Tarea asignada 1:
Indica si cada afirmación coincide con el texto sobre el gaucho y el colono, respondiendo sí o no y citando textualmente las palabras que lo deciden: (a) La mayoría de los inmigrantes que llegaron eran agricultores o tenían la intención de serlo. (b) Según Gastón Gori, el inmigrante sentía la dignidad de montar caballos. (c) Sarmiento decía que la Argentina era modelo de "democracia del jinete".
Tarea asignada 2:
Según la cita de Gastón Gori en el texto sobre el gaucho y el colono, ¿en qué año el colono ya demostraba preocupación preferente por los bueyes y las vacas?

Fuente:
★ ★ ★

Paradigma rural: el gaucho y el caballo, el colono y el buey (circa 1850-90)
Cuando a mediados del siglo XIX fueron apagándose los fuegos de la lucha fratricida y aquietándose los espíritus enardecidos por la larga y sanguinaria guerra civil, que durante décadas había devastado el suelo argentino, comenzaron a llegar los primeros contingentes de inmigrantes provenientes del Viejo Continente. La mayoría de los hombres y mujeres que arribaron a la patria eran agricultores -o se proponían serlo- y vinieron con sus familias a cultivar la tierra de la llanura pampeana. Muchas de las antiguas explotaciones rurales de dicha inmensa región habían sido desmanteladas durante el conflictivo período anterior.
El gaucho, por su parte, se fue quedando afuera del país que emergió a continuación, de cuya desdichada historia es obvio arquetipo la epopeya de Martín Fierro. Junto con actores y escenarios en vertiginosa transformación, desaparecieron los símbolos más representativos de una época bravía y montaraz en la que al caballo le cupo un rol fundamental. Tanto para el criollo de campo, que convivía día y noche con el noble animal, como para el indio, que lo había convertido en mortífera herramienta de pelea, el caballo había sido el acompañante inseparable durante la primera mitad del siglo XIX. Por eso, Sarmiento, entre irónico y despectivo, decía que la Argentina era modelo de “democracia del jinete”, dado que el nativo desarrollaba la mayoría de sus actividades trepado a la grupa del caballo. (A propósito de esta constatación sociológica, con implacable sorna Armando Chulak, en su desopilante diccionario publicado hace algún tiempo, define al caballo como “una protuberancia que solía crecerle al gaucho entre las piernas, por su manía de recorrer errante las dilatadas pampas argentinas.”)
Sin embargo, como tantas otras cosas, dicha realidad tradicional habría de cambiar de modo radical con el final de la guerra civil y con el consiguiente arraigo en el territorio nacional de miles de inmigrantes europeos. Como señala Gastón Gori:
“Cuando ya en 1857 el colono demostró preocupación preferente por los bueyes y las vacas, comenzó a ponerse el sol en una época que llenó la presencia de tropillas en la pampa. El inmigrante no comprendió nunca toda la profundidad del menosprecio criollo por su ignorancia en materia de caballos; si montaba yegua, no pensaba en otra cosa que en la necesidad de trasladarse sobre ella más rápidamente que yendo en carro o de a pie. No sintió la dignidad de montar caballos.”

★ ★ ★

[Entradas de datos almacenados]
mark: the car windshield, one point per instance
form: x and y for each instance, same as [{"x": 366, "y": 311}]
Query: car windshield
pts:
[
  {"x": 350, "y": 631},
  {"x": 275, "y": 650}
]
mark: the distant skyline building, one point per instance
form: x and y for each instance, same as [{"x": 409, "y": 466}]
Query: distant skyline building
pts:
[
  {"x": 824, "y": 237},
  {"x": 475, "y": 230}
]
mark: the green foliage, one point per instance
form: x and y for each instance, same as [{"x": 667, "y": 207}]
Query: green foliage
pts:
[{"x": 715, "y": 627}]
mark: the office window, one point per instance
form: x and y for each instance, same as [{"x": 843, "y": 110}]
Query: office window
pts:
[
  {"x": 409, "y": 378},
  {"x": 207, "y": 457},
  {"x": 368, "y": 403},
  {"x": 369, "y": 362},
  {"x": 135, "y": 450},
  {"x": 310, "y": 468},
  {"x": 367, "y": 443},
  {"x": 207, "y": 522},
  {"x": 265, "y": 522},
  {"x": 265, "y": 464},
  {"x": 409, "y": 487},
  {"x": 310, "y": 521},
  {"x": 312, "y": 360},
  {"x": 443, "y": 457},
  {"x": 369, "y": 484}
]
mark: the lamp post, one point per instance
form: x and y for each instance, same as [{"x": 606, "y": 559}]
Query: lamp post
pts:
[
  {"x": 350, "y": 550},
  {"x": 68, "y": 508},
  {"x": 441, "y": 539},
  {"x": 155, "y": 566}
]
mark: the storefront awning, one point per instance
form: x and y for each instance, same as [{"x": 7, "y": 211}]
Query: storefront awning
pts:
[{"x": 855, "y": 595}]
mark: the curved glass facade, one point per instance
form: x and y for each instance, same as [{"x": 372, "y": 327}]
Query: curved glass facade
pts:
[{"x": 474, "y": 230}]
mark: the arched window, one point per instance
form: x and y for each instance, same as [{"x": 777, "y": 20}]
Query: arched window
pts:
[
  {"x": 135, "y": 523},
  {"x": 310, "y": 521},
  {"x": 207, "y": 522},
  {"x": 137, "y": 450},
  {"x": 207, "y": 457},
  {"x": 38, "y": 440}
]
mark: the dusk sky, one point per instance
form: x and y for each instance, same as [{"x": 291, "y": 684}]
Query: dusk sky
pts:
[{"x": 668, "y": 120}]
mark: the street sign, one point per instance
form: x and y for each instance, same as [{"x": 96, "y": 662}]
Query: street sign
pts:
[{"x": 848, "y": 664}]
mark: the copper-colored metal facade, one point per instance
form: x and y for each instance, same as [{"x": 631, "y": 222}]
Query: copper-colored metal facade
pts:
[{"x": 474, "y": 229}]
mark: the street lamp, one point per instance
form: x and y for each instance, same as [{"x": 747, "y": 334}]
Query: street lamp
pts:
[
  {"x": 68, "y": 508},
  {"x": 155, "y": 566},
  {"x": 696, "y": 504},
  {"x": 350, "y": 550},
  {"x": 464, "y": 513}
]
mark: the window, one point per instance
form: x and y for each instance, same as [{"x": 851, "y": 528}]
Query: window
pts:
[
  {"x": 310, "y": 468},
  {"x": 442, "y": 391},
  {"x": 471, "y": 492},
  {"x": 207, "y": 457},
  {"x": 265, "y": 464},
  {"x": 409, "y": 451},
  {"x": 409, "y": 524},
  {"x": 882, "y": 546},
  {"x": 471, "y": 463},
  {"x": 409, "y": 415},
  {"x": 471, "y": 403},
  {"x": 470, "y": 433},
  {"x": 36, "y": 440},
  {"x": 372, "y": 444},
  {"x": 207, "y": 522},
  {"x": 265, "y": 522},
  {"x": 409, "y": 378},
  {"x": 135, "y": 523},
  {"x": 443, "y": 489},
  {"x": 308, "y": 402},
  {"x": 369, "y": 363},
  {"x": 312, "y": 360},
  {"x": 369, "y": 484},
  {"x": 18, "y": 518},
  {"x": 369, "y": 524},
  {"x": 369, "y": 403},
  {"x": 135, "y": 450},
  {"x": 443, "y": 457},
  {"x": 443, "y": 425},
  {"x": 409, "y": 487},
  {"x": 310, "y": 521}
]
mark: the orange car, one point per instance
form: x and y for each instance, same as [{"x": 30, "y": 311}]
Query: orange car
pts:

★ ★ ★

Solución 1:
(a) Sí: "La mayoría de los hombres y mujeres que arribaron a la patria eran agricultores -o se proponían serlo-".
(b) No: "No sintió la dignidad de montar caballos."
(c) Sí: "Sarmiento, entre irónico y despectivo, decía que la Argentina era modelo de “democracia del jinete”".

Solución 2:
En 1857.